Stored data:
───

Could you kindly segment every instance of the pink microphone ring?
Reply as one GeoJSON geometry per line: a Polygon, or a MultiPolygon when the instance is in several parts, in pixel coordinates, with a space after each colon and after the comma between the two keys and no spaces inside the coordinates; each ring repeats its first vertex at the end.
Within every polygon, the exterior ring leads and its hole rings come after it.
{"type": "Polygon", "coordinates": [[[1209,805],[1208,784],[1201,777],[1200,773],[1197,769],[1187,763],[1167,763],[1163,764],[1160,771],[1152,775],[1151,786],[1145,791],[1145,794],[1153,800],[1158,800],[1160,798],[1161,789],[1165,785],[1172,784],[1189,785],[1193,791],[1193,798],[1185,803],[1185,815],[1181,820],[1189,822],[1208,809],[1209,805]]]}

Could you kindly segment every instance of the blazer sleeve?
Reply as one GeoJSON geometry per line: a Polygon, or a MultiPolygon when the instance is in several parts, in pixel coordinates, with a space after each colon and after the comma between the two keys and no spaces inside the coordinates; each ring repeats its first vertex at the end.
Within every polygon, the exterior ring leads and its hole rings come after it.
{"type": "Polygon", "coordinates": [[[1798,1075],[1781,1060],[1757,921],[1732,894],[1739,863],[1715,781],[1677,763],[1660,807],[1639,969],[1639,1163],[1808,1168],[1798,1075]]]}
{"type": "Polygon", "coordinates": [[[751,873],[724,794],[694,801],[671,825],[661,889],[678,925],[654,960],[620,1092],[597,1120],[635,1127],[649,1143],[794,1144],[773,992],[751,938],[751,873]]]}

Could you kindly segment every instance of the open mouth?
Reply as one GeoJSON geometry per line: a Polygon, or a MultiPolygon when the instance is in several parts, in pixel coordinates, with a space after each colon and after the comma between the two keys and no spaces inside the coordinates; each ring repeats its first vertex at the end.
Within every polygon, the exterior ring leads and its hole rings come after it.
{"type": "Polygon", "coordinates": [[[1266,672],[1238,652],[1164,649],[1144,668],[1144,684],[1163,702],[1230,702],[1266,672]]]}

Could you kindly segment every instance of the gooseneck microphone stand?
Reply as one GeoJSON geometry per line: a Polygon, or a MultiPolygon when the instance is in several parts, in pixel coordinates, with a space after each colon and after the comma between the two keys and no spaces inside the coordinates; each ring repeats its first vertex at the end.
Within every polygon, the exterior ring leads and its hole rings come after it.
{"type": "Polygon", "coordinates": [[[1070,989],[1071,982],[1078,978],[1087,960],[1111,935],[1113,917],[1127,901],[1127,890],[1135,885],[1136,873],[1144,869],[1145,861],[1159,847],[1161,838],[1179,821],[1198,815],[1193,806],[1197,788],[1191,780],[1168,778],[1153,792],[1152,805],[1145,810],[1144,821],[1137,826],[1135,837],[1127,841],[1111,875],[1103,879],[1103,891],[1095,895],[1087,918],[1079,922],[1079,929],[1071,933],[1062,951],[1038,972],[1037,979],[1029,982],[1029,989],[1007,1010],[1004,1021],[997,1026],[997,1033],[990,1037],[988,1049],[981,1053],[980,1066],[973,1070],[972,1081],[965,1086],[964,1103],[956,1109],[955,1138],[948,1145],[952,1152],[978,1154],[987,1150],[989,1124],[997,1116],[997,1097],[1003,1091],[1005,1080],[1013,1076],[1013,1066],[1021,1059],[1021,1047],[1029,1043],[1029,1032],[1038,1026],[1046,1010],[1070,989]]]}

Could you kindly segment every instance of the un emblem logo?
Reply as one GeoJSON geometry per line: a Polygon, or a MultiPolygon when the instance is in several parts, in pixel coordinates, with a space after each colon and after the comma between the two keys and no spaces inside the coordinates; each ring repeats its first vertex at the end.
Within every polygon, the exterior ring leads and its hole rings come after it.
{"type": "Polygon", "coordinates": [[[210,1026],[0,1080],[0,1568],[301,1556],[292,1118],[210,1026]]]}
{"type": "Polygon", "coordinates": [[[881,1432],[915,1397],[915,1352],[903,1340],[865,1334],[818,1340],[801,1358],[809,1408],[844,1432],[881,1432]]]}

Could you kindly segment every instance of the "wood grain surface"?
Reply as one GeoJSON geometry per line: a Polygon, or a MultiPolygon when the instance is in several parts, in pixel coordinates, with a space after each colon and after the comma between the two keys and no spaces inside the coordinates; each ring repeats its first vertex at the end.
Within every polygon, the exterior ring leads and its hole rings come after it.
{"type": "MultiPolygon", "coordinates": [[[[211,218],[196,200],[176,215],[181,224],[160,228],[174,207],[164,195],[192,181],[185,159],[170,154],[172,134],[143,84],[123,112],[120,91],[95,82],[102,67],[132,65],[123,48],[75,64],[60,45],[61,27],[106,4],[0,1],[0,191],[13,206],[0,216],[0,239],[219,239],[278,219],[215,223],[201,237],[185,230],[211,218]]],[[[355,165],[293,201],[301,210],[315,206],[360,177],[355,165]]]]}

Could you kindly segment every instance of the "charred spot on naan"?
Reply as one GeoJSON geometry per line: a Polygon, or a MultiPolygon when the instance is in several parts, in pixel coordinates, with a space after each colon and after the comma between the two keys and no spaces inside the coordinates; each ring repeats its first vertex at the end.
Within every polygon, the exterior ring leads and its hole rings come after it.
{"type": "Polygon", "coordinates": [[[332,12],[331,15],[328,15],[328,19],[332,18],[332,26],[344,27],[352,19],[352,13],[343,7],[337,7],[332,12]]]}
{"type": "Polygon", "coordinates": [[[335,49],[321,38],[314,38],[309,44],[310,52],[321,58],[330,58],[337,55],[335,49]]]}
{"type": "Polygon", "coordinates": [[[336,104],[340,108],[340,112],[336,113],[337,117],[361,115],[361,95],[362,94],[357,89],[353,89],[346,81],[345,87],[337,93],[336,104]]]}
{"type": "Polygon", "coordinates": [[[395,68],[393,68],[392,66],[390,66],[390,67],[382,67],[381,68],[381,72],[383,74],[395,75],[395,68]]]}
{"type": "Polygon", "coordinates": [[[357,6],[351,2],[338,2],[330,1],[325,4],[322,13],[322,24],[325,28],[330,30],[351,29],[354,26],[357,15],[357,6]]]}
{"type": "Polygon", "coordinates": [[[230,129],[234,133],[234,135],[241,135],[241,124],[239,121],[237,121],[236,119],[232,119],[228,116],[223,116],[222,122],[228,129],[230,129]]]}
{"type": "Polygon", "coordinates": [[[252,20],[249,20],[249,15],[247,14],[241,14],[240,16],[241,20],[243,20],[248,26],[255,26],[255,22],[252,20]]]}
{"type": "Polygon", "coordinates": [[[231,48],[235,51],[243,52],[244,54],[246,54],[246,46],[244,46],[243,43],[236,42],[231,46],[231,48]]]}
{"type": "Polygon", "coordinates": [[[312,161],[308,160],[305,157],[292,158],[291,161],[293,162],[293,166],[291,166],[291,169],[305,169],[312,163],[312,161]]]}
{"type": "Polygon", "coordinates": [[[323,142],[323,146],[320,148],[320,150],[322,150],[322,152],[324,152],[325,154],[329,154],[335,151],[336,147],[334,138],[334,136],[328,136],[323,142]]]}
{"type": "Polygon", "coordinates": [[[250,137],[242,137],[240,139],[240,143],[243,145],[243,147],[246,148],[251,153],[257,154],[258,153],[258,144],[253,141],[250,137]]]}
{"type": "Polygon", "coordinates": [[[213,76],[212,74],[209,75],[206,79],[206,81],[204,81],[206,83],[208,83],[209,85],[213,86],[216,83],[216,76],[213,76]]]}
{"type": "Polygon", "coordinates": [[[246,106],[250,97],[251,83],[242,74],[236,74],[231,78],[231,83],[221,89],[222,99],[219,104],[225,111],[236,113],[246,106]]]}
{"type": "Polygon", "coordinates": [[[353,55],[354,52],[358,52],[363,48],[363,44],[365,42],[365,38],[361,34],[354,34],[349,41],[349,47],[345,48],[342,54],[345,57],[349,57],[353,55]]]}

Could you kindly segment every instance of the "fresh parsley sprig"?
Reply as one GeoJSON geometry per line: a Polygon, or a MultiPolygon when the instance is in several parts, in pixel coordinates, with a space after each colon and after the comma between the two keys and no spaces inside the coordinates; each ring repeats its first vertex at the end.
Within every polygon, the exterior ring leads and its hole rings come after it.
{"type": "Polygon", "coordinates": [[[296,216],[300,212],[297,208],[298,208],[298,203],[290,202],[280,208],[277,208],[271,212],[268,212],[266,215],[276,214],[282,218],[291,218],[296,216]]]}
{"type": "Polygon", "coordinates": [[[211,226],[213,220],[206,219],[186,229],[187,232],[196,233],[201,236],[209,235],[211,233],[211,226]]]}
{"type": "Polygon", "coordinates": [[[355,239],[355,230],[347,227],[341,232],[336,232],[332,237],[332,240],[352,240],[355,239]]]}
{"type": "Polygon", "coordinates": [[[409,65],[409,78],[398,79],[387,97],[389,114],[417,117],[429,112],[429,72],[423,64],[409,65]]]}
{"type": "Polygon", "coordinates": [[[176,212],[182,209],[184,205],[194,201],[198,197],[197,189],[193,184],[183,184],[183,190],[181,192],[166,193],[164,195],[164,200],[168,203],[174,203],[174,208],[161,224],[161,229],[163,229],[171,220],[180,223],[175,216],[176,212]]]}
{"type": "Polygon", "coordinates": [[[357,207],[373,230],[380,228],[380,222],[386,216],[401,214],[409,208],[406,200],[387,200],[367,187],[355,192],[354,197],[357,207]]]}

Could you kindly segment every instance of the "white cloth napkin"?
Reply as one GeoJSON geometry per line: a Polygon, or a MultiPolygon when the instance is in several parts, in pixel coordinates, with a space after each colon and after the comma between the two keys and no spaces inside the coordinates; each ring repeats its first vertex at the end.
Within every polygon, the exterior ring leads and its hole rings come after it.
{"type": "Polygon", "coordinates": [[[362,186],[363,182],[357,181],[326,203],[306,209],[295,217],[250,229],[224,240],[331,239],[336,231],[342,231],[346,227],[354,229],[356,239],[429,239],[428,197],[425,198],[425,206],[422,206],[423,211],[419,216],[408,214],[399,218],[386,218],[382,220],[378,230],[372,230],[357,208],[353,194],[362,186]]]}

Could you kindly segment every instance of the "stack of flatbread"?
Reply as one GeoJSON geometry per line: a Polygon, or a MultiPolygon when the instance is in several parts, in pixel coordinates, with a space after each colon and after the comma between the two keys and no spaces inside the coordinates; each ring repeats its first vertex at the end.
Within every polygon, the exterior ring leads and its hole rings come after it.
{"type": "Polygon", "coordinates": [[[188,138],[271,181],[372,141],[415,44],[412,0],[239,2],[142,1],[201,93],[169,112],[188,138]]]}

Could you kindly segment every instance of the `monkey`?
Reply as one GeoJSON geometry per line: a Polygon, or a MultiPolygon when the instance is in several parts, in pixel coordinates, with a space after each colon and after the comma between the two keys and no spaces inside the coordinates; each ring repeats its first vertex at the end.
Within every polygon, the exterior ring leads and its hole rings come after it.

───

#### [Task requirements]
Look through the entries. Copy out each line with "Could" in it.

#### [Reply]
Could you kindly segment every instance of the pink microphone ring?
Could you kindly segment every instance of the blazer sleeve?
Could you kindly segment every instance of the open mouth?
Could you kindly segment every instance of the gooseneck microphone stand?
Could you kindly segment every instance of the un emblem logo?
Could you kindly segment every instance of the "wood grain surface"?
Could you kindly segment every instance of the "charred spot on naan"?
Could you kindly segment every instance of the "fresh parsley sprig"?
Could you kindly segment every instance of the "white cloth napkin"?
Could you kindly segment every instance of the "stack of flatbread"?
Could you kindly segment every instance of the `monkey`?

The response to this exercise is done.